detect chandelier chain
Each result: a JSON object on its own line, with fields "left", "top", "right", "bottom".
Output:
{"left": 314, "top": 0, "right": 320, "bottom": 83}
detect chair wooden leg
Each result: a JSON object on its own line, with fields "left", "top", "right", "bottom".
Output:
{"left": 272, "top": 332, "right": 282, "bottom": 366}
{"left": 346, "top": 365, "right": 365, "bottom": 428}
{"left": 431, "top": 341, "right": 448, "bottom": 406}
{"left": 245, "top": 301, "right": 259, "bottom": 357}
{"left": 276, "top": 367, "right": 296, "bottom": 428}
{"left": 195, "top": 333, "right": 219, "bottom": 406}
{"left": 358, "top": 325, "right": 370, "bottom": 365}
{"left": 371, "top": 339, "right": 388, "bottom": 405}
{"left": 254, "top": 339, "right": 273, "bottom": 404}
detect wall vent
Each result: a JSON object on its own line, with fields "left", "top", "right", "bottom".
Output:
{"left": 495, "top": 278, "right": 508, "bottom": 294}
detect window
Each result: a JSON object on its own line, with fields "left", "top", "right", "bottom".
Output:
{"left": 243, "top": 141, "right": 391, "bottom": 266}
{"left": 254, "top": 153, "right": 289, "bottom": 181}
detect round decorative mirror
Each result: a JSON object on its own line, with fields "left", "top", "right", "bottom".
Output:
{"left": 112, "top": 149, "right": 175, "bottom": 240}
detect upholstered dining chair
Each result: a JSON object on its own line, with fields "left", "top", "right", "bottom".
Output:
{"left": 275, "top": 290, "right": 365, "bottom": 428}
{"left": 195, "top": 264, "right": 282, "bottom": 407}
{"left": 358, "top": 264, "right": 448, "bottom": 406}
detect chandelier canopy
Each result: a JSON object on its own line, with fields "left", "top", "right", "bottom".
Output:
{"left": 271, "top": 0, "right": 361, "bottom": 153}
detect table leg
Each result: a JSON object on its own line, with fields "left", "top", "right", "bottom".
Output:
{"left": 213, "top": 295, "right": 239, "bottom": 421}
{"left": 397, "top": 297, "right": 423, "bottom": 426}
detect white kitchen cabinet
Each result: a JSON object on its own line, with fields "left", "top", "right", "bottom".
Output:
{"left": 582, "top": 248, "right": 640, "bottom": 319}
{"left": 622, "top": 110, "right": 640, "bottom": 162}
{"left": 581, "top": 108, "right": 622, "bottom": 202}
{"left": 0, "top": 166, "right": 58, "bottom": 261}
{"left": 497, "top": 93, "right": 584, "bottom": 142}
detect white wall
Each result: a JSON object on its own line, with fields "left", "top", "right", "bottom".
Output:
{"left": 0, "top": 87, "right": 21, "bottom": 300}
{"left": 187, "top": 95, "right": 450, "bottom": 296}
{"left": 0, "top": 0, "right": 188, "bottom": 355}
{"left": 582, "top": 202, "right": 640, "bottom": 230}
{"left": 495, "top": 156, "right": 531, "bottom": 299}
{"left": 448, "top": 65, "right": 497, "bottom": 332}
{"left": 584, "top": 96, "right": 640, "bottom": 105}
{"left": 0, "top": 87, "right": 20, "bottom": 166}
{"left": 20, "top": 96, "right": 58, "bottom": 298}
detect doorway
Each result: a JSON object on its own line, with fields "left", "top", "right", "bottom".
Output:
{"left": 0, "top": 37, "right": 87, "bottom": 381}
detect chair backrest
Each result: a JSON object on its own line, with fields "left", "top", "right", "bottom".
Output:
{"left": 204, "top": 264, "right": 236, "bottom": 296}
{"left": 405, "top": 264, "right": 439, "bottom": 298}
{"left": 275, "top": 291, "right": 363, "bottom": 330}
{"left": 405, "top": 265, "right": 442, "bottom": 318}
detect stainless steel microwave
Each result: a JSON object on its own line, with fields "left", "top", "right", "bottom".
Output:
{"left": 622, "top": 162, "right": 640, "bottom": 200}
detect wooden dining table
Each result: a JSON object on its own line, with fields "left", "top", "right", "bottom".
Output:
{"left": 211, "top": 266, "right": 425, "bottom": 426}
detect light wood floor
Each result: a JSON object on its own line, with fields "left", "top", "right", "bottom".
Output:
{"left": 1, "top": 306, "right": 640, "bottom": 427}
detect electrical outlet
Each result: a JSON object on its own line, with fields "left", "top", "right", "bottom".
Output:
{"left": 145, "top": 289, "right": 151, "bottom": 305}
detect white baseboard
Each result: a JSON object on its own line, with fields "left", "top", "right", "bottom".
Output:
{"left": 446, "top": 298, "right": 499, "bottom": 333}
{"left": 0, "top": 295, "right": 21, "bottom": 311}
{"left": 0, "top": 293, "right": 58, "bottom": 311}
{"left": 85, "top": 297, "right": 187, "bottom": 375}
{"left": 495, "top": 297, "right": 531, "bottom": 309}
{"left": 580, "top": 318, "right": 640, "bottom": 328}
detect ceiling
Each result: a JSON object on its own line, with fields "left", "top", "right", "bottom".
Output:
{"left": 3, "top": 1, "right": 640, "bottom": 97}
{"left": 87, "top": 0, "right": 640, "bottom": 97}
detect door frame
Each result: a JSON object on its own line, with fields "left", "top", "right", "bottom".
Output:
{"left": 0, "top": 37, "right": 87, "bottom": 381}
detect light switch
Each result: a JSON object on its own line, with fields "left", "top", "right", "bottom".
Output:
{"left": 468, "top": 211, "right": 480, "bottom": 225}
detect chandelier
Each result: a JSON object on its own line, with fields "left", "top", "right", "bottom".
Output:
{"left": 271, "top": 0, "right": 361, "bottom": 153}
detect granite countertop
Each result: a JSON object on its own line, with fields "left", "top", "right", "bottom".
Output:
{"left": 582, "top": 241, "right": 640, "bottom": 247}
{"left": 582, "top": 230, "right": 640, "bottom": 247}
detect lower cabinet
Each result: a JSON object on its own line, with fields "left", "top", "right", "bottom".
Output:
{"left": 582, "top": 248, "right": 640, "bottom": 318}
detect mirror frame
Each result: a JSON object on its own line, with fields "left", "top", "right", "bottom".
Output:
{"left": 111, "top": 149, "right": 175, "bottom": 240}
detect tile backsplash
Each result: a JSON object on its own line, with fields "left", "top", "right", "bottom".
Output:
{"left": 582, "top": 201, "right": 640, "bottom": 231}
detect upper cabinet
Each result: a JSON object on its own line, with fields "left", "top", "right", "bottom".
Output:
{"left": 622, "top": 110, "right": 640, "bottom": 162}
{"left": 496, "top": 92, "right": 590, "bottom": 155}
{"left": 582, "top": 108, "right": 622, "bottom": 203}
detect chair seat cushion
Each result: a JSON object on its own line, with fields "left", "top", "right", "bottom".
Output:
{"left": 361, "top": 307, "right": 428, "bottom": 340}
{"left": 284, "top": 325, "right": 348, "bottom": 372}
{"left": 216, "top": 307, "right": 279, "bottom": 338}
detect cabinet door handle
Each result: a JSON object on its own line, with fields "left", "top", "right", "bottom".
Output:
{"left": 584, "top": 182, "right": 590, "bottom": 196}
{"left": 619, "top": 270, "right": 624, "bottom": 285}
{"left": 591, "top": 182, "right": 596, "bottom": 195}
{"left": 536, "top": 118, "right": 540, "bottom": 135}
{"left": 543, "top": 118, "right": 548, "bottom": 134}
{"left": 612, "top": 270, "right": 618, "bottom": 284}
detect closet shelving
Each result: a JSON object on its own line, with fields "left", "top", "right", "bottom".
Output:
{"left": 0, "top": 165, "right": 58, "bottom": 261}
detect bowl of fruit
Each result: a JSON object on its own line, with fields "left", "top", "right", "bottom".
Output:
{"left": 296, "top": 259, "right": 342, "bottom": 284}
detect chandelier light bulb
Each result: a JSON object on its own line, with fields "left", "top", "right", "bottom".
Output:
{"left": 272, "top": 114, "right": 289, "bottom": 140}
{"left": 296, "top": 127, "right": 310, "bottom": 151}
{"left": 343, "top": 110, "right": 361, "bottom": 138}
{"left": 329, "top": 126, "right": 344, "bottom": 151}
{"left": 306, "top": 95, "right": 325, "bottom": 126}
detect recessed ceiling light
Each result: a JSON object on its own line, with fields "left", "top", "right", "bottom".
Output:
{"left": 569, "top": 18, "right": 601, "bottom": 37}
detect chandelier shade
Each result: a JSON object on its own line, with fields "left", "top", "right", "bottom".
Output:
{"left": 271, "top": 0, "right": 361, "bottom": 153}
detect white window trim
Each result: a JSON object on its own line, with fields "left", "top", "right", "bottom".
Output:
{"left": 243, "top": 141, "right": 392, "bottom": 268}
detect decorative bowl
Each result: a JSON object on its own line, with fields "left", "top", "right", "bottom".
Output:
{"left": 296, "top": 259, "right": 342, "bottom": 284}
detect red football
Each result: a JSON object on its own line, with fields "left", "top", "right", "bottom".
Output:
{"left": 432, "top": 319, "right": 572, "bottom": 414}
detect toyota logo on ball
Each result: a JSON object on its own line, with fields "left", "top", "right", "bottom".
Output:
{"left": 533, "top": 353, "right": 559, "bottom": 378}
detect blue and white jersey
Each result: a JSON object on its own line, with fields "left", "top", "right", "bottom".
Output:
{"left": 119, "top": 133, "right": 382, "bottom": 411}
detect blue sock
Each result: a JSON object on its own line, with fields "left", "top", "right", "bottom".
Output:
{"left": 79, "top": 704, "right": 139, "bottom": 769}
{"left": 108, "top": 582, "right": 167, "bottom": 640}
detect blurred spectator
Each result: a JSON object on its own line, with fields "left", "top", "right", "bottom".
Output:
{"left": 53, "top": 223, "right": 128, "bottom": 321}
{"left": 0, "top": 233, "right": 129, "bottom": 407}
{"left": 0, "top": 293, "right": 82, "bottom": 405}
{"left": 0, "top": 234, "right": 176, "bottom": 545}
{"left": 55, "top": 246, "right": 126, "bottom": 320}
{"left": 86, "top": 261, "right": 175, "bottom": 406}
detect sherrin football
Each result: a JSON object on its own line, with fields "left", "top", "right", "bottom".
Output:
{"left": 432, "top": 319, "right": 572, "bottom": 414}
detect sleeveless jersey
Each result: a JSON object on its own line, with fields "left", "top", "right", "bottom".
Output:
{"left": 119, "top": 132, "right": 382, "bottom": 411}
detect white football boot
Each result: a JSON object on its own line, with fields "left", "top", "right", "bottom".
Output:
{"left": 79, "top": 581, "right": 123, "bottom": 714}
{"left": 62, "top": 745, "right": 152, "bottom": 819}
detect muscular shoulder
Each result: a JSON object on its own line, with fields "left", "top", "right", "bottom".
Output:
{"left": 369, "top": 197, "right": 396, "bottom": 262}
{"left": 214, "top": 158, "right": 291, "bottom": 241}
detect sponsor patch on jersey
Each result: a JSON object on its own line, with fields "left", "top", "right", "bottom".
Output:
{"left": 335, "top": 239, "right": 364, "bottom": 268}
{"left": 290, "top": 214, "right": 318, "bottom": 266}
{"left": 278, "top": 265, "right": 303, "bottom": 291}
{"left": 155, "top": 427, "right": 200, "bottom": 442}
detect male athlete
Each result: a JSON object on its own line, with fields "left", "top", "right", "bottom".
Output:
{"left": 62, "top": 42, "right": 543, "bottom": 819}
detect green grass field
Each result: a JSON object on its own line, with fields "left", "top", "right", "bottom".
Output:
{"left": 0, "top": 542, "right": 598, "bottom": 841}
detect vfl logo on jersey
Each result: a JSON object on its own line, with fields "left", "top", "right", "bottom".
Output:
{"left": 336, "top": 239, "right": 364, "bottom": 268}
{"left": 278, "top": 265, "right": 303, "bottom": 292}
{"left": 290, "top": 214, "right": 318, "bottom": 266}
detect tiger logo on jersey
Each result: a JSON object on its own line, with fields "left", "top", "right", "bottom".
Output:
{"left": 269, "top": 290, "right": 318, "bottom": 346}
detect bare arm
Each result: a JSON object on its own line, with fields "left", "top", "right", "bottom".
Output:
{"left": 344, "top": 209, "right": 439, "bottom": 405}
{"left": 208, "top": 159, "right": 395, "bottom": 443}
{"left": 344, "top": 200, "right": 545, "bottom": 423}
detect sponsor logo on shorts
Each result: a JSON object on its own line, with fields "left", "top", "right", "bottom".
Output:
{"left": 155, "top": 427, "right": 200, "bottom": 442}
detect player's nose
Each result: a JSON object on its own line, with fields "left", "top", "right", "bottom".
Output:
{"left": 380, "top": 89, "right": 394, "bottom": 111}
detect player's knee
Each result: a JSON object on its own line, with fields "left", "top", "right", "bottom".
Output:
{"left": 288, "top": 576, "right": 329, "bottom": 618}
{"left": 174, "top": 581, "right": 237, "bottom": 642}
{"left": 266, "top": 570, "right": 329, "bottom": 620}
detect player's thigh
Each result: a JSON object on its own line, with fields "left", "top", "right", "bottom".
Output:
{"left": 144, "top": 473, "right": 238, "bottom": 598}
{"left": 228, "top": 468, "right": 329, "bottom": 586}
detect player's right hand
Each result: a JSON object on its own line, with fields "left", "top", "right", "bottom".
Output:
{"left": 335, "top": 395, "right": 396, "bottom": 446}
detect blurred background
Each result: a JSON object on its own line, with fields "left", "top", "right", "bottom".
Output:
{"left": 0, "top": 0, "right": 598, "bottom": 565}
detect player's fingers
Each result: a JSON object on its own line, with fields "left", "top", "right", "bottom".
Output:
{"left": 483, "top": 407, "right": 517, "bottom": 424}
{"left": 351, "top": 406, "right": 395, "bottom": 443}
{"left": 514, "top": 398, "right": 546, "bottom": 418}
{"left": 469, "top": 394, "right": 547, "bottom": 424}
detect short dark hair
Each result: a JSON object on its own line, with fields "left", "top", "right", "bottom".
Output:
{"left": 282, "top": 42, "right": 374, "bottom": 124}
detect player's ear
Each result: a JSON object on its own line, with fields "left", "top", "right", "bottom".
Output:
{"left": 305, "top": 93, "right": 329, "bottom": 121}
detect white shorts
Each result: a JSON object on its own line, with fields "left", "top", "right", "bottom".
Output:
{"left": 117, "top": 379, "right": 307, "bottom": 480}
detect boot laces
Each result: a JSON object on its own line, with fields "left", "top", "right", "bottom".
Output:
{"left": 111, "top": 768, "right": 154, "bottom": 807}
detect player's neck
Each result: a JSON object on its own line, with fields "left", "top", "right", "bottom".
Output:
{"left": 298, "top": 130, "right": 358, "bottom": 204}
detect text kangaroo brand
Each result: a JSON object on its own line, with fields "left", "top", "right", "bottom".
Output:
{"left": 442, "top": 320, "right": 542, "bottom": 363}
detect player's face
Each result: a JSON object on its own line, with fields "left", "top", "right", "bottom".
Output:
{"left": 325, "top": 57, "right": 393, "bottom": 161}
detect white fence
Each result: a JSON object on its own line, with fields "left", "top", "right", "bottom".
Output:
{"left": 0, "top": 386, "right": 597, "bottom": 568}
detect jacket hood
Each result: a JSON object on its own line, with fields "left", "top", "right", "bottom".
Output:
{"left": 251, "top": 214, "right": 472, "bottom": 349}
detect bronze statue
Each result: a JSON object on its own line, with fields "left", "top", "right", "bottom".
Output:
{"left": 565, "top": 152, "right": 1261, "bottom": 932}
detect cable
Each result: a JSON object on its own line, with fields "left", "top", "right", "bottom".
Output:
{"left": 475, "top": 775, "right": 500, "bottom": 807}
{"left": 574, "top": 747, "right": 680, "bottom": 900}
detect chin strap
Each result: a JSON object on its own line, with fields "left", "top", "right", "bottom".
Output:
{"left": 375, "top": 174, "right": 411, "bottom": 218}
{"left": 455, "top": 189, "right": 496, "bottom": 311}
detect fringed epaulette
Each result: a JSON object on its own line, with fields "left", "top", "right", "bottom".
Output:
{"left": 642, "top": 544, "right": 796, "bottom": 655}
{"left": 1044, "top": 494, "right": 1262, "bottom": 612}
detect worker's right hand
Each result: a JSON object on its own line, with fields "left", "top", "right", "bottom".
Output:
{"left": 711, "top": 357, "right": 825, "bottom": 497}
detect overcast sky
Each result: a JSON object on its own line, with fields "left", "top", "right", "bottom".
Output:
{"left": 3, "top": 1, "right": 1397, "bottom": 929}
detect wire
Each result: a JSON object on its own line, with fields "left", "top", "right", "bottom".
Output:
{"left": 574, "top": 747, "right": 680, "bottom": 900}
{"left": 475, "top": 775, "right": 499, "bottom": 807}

+--

ASSIGNMENT:
Copy out each line carrying the string "dining" from the data.

WORKED SOLUTION:
detect upholstered dining chair
detect wooden dining table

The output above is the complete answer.